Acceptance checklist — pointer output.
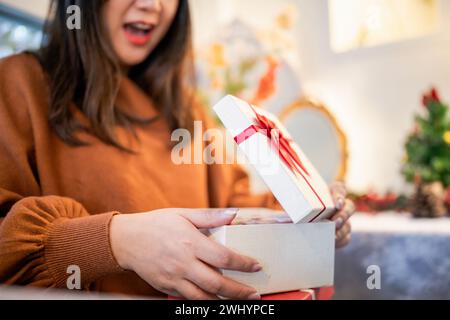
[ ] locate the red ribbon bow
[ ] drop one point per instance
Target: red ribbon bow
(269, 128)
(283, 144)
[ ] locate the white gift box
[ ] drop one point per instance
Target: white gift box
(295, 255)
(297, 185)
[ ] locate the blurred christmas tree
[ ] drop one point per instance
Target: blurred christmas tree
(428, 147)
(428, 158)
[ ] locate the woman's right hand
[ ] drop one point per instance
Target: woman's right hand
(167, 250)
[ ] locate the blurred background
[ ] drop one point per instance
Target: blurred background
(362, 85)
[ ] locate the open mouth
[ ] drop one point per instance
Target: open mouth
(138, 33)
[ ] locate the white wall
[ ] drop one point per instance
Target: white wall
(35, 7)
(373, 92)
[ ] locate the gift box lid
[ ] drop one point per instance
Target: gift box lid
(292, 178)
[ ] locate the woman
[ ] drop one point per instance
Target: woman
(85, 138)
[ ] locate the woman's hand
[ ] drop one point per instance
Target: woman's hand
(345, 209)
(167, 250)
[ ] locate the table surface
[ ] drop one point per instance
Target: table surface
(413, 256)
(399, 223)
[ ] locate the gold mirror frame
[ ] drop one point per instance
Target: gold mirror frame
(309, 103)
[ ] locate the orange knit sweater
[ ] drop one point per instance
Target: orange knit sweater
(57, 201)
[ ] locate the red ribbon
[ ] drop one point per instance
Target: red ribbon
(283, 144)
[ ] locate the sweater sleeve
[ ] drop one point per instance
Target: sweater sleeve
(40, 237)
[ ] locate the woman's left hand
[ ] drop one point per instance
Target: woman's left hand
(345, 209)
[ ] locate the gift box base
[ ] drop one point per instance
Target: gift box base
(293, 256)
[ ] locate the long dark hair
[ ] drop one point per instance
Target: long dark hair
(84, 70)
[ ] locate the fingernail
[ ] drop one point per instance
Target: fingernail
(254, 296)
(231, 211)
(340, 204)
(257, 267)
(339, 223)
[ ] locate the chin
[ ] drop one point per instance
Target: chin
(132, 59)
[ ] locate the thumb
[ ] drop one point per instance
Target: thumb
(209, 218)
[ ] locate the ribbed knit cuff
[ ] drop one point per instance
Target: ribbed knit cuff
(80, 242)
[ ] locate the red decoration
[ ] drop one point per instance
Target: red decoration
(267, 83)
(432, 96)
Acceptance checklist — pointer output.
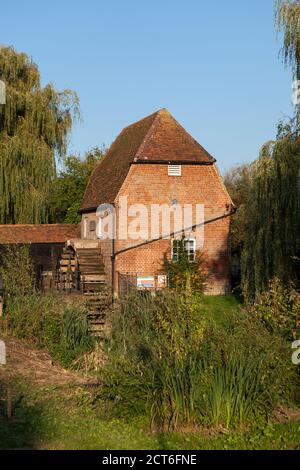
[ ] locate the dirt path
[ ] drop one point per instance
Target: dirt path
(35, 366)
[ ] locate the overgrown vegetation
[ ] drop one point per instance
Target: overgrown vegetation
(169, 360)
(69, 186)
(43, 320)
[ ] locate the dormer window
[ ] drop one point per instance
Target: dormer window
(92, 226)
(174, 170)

◇ ◇ ◇ ◇ ◇ ◇ ◇

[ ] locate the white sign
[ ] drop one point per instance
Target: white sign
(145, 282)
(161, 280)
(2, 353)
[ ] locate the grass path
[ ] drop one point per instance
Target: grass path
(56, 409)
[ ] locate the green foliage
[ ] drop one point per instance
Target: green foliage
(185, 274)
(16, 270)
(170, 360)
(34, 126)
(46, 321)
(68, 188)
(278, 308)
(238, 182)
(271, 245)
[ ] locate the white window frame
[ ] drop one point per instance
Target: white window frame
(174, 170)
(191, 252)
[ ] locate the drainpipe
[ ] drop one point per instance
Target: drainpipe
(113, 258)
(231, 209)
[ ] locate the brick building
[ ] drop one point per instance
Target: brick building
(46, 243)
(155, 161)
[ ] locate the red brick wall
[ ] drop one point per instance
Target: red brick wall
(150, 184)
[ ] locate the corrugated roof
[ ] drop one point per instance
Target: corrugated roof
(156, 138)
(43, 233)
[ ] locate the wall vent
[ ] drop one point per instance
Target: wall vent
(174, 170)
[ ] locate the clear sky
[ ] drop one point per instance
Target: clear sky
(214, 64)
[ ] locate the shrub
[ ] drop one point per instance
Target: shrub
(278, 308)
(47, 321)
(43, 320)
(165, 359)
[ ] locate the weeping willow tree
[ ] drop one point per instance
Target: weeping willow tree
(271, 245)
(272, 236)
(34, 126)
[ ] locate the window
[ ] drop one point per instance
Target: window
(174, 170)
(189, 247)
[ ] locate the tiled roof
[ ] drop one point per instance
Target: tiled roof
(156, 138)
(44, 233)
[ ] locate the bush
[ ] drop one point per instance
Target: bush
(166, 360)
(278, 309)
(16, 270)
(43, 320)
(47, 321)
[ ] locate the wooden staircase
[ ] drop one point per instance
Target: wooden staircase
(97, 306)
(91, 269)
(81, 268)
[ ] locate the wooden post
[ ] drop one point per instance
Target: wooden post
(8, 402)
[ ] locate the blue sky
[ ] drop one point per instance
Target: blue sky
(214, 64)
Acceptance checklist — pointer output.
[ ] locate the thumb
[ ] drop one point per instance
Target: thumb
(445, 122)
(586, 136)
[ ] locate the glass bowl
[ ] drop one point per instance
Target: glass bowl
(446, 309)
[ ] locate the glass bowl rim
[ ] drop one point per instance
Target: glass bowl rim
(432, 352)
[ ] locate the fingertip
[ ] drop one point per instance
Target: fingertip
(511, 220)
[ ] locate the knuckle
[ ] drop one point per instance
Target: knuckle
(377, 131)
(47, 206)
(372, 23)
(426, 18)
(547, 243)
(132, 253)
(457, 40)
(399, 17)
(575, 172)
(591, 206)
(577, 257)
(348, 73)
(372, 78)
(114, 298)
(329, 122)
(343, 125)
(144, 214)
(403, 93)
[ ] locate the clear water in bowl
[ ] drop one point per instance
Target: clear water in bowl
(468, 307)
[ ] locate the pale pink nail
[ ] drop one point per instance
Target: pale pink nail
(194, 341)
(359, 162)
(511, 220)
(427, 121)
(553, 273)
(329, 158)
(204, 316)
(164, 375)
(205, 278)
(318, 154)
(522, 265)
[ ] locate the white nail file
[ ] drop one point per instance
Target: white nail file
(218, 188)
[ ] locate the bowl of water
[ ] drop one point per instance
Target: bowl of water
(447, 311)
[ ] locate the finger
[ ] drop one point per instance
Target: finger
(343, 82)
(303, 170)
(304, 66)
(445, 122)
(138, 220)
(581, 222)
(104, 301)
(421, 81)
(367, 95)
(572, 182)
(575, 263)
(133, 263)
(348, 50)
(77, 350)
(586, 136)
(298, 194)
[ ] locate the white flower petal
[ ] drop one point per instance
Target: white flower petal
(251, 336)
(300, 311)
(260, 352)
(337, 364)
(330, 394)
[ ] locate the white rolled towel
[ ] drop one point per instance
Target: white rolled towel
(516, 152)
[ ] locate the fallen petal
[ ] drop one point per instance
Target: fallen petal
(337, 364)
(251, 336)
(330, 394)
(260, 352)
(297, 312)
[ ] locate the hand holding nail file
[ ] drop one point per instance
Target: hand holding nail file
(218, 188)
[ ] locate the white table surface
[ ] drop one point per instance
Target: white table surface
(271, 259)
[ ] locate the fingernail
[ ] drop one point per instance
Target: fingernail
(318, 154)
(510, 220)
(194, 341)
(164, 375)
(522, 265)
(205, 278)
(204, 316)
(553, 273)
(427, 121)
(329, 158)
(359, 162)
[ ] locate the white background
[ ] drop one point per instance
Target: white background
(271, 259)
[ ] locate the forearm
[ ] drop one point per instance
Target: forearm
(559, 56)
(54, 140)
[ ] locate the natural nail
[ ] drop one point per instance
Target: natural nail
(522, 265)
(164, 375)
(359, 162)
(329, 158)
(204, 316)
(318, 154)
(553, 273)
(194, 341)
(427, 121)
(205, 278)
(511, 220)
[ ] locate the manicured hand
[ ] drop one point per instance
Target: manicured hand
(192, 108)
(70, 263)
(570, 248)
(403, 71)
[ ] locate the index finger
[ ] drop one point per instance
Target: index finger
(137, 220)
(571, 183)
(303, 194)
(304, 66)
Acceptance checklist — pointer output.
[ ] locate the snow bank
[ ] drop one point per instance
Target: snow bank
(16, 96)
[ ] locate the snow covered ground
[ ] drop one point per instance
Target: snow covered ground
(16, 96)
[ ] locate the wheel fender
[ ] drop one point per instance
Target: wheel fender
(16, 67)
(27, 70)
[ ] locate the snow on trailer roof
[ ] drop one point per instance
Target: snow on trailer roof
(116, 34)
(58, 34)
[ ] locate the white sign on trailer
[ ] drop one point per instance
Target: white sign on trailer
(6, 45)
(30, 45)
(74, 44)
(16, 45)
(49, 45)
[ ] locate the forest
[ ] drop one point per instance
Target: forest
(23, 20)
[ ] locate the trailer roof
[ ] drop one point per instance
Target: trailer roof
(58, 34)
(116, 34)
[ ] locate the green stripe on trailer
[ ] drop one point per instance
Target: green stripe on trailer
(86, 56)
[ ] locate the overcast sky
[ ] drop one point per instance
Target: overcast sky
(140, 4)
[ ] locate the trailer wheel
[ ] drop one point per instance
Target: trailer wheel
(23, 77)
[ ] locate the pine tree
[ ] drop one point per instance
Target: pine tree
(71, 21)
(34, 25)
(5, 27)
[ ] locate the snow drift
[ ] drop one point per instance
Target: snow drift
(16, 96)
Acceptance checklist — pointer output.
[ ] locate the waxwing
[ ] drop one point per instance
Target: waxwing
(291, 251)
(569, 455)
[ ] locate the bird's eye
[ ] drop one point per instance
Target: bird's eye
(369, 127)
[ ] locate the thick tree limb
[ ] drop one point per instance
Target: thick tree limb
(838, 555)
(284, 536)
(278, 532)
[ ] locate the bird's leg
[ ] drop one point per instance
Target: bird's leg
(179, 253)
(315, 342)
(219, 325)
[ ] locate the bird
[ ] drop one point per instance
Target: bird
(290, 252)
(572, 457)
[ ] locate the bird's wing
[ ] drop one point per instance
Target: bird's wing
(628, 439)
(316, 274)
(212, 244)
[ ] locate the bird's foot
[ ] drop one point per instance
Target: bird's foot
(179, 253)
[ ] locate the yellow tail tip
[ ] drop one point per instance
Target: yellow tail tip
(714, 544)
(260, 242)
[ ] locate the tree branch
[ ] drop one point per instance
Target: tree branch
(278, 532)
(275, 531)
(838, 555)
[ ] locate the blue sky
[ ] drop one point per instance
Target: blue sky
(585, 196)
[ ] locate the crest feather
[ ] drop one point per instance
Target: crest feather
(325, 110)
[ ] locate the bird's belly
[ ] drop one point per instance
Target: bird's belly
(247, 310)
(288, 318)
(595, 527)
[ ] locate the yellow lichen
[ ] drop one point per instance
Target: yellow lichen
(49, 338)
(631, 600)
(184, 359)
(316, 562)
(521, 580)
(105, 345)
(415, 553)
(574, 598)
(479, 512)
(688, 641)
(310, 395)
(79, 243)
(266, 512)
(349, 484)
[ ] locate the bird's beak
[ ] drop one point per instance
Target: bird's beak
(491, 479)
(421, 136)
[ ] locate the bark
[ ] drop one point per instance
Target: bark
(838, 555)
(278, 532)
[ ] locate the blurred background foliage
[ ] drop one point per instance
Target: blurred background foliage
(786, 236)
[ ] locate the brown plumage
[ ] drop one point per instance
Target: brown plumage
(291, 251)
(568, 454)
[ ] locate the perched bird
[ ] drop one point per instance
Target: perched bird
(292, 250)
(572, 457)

◇ ◇ ◇ ◇ ◇ ◇ ◇

*Your task*. Where the listing above has a line with "Target: hand holding nail file", start there, and output every line exactly through the line with "[ ] locate the green stripe on trailer", which is also included.

*Answer box*.
Target: hand holding nail file
(218, 188)
[ ] locate the white table surface
[ ] drop one point per instance
Target: white table surface
(271, 259)
[ ] locate the fingernail
[ ] drop one point per instance
Target: fingernail
(318, 154)
(510, 220)
(194, 341)
(164, 375)
(522, 265)
(205, 278)
(204, 316)
(553, 273)
(427, 121)
(329, 158)
(359, 162)
[ ] locate the white background
[ ] drop one point per instance
Target: white background
(271, 259)
[ ] locate the forearm
[ ] drop one point per instance
Target: forearm
(559, 56)
(54, 140)
[ ] locate the natural nail
[ ] drop one point per instance
Target: natural nail
(522, 265)
(164, 375)
(359, 162)
(329, 158)
(204, 316)
(318, 154)
(553, 273)
(194, 341)
(427, 121)
(205, 278)
(511, 220)
[ ] locate the manicured hand
[ ] drop one point per instance
Target: manicured hand
(192, 108)
(70, 263)
(570, 248)
(403, 71)
[ ] locate the index finger
[ ] drop one point per instance
Target: index finger
(137, 220)
(571, 183)
(303, 194)
(304, 66)
Acceptance checklist — pointer output.
[ ] locate the snow bank
[ ] drop one point per instance
Target: snow bank
(16, 96)
[ ] locate the snow covered ground
[ ] drop one point per instance
Target: snow covered ground
(16, 96)
[ ] locate the wheel fender
[ ] drop one point per instance
Target: wheel fender
(16, 67)
(27, 70)
[ ] locate the snow on trailer roof
[ ] drop one point per instance
Target: snow on trailer roof
(116, 34)
(58, 34)
[ ] locate the white sign on trailer
[ ] drop one point per instance
Target: white sign on trailer
(6, 45)
(30, 45)
(74, 44)
(16, 45)
(49, 45)
[ ] locate the forest
[ ] drop one point per instance
Target: forest
(23, 20)
[ ] locate the trailer roof
[ ] drop one point per instance
Target: trailer roof
(58, 34)
(116, 34)
[ ] locate the green stripe on trailer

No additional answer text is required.